▸ YOUR GOAL: Could you turn every line of the data below into a JSON list of strings, one string per line, leaving out any blank lines?
— START GIVEN RECORDS —
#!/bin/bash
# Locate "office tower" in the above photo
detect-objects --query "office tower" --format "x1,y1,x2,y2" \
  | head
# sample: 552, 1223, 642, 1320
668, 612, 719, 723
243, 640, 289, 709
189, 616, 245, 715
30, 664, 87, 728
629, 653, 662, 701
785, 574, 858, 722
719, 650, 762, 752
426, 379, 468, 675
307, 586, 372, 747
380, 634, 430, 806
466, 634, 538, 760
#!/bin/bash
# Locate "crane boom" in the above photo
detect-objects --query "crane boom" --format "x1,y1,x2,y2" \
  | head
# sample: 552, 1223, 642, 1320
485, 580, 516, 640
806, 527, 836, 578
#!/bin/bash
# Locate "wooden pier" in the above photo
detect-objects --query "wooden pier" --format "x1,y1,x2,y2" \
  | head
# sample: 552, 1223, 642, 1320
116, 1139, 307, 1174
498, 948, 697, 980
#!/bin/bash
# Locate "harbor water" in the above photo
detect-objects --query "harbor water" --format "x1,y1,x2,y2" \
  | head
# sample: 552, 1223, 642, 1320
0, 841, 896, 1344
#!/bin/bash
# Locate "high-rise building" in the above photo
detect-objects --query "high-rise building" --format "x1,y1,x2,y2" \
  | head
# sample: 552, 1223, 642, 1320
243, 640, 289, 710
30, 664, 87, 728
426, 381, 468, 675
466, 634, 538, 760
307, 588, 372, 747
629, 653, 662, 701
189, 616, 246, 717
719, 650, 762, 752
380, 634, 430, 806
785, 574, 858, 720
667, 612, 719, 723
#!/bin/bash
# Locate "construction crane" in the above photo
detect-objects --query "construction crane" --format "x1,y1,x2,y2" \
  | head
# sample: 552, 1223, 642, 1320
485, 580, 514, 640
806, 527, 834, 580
— END GIVEN RECORDS —
▸ THE OUTPUT:
[
  "#!/bin/bash",
  "# Locate \"office tower\" in the above photo",
  "detect-objects --query \"office tower\" --format \"x1,y1,x2,y2\" \\",
  "  | head",
  "# sample: 552, 1223, 642, 1320",
  "668, 612, 719, 723",
  "243, 640, 289, 709",
  "189, 616, 245, 715",
  "30, 664, 87, 728",
  "629, 653, 662, 701",
  "785, 574, 858, 722",
  "719, 650, 762, 752",
  "426, 379, 468, 675",
  "307, 586, 372, 747",
  "380, 634, 430, 806",
  "466, 634, 538, 760",
  "#!/bin/bash",
  "# Locate \"crane boom\" in the above photo",
  "detect-objects --query \"crane boom\" --format \"x1,y1,x2,y2\" \\",
  "  | head",
  "# sample: 552, 1223, 642, 1320",
  "485, 580, 516, 640",
  "806, 527, 836, 578",
  "#!/bin/bash",
  "# Locate \"wooden pier\" in the above photo",
  "detect-objects --query \"wooden pier\" --format \"x1,y1,x2,y2\" \\",
  "  | head",
  "# sample: 552, 1223, 642, 1320",
  "116, 1139, 307, 1174",
  "498, 948, 697, 980",
  "#!/bin/bash",
  "# Locate \"harbor water\" in the above photo",
  "detect-objects --query \"harbor water\" --format \"x1,y1,x2,y2\" \\",
  "  | head",
  "# sample: 552, 1223, 642, 1320",
  "0, 841, 896, 1344",
  "#!/bin/bash",
  "# Locate \"high-rise building\" in the above photo",
  "detect-objects --query \"high-rise building\" --format \"x1,y1,x2,y2\" \\",
  "  | head",
  "# sample: 552, 1223, 642, 1320",
  "243, 640, 289, 710",
  "30, 664, 87, 728",
  "426, 381, 468, 675",
  "466, 634, 538, 760",
  "307, 588, 372, 747",
  "629, 653, 662, 701",
  "189, 616, 246, 717",
  "719, 650, 762, 752",
  "380, 634, 430, 806",
  "785, 574, 858, 720",
  "667, 612, 719, 723",
  "#!/bin/bash",
  "# Locate \"construction crane\" in the above photo",
  "detect-objects --query \"construction crane\" --format \"x1,y1,x2,y2\" \\",
  "  | head",
  "# sample: 552, 1223, 642, 1320",
  "485, 580, 514, 640",
  "806, 527, 834, 580"
]